» **Passage shown**
⟨
After 9250 days of my being into this life, I have begun to ponder upon the question that has bothered me the most of the days, pretty seriously this time, and I hope I can get an answer out of myself if I keep talking to you.
Life – Is it just a biological outcome of two other lives, genetic conglomerate of wanted and unwanted characteristics? or are we much much more than what we are born with?
To answer your unasked question, on why this has to be a question in the first place, we are what we are, and we will be what we are meant to be – Humans – they are always all ears on a different way of looking at their life, something that can give them purpose, a meaning as to why everything is the way it is, and will it always be something that they cannot really control. The slightest sight of power over one’s lives, gives one’s thoughts of getting it a push they can’t control. It is human nature, to prevail if they can, to conquer if they can, to own if they can, to be everything if they can.
Coming back to life, and all the decoding of it. Life – for most is a leisure. They don’t really get why they have it in the first place, until it is taken away from them. That is the moment it becomes a necessity. For humans – they are unintelligible beings claiming to be intelligent for ages, yet trying to figure out the why’s and how’s. At least they’re trying, you’ll say. Is it what it is? Trying? Trial and Error? You learn at every point of time, people, surroundings , emotions. At least that gives a perception of you being in control. You own your mistakes, failures and you conclude that maybe everything was indeed in your control and you left it a mess, was it?
There have been instances, in my life where I tried to be in control but still it was not. Is the acceptance of not being in control, truly a control of your life? I’m sure it liberates you from the thoughts – like these and helps you to move on with the materialistic or un-revealed obvious necessities but the question still remains, are you really in control of your lives.
⟩
Carry on the essay about life and whether we control it, starting after its last sentence. The records aren't needed for this.

» **Data for analysis**
⟨
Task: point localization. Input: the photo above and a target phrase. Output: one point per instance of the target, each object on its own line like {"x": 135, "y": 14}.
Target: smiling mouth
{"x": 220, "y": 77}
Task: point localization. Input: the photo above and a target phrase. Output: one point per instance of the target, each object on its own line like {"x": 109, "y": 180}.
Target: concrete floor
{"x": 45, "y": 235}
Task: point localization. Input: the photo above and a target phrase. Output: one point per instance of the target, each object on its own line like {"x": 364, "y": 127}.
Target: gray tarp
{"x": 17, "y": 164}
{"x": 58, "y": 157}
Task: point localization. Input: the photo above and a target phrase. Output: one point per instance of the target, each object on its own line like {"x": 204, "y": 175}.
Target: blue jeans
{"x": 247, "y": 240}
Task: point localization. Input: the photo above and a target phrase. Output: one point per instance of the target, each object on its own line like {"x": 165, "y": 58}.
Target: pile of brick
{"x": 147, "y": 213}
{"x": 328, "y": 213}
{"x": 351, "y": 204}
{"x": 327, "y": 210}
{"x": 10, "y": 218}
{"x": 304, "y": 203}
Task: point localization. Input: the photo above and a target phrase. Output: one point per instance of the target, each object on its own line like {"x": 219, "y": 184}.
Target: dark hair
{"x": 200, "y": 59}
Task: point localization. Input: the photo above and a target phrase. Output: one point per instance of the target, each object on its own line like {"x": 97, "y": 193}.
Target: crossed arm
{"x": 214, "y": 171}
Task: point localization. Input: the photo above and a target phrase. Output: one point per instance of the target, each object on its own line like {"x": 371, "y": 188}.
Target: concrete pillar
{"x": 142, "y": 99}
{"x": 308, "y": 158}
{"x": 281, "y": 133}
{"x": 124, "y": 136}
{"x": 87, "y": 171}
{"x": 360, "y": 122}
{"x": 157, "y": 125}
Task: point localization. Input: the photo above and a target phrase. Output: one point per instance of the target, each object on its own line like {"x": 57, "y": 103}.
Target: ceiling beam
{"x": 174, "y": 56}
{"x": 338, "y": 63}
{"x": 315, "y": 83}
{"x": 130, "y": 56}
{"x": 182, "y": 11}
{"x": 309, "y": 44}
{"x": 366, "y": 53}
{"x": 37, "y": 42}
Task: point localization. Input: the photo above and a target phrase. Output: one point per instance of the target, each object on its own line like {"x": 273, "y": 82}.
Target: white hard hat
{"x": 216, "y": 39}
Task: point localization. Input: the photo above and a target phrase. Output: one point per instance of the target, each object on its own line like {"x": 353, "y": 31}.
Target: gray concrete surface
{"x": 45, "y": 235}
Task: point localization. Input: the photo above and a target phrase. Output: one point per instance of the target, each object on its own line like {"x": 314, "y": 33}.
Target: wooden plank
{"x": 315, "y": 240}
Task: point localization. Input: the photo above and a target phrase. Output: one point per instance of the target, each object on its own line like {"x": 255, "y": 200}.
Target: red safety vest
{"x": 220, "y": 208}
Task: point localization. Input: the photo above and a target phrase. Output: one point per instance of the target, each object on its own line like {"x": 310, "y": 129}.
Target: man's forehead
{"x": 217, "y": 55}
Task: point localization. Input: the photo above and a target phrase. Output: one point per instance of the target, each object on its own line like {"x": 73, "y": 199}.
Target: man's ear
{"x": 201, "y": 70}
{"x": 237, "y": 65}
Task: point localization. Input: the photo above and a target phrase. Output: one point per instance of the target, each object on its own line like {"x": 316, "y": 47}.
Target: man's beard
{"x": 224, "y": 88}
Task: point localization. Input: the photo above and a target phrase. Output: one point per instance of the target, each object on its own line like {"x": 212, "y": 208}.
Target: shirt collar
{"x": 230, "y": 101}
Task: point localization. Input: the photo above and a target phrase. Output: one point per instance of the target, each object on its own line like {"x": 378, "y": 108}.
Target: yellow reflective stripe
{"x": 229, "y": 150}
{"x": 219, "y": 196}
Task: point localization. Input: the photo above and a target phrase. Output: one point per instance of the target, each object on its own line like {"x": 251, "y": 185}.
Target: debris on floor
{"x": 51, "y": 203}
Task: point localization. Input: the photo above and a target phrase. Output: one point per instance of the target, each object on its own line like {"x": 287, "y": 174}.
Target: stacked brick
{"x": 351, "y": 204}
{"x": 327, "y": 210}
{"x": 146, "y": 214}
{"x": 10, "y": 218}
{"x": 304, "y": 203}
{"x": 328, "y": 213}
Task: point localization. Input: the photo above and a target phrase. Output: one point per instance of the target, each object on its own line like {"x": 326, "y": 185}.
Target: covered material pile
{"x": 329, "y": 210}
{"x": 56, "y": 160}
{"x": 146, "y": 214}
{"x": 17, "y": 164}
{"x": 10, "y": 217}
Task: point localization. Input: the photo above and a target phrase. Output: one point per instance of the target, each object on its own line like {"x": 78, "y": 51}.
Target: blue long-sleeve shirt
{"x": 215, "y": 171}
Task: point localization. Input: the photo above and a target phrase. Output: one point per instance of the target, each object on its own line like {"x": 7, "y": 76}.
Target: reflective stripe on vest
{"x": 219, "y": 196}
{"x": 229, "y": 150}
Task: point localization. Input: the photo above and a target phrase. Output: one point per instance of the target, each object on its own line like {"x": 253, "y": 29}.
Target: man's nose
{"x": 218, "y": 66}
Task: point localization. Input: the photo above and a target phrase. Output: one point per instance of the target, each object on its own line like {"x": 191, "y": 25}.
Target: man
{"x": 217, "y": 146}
⟩
» **Answer to this exercise**
For a perfect encryption, though nothing really is perfect, you need to have two keys – public and private. The public key encrypts the data and the private key is used to decrypt it. In the case of life – we seem to have our lives encrypted for sure but the private key is overshadowed by your urge to use the public one. The urge to be like someone else, to be something that is already existing, to be someone you envy, to be somewhere you fantasize. The private key lies inside of yourself, and maybe this is the reason why most people don’t figure out what it is that they want, what they really are.
We have come near to conclusion but the question remains, is it the conclusion that I just made up so that I can put my thoughts to rest for now? Did I even convince you into this? Is it true? Does that mean that I am in control of the interpretation of my thoughts, yet not in control of when to have them. That again brings me back to the question I asked – are we really just a part of the mess of genes, being carried forward without control, just a mess and nothing else?
Well it does not really make sense every time but will talk again – because this right here the conversation between you and me makes sense, even if life doesn’t.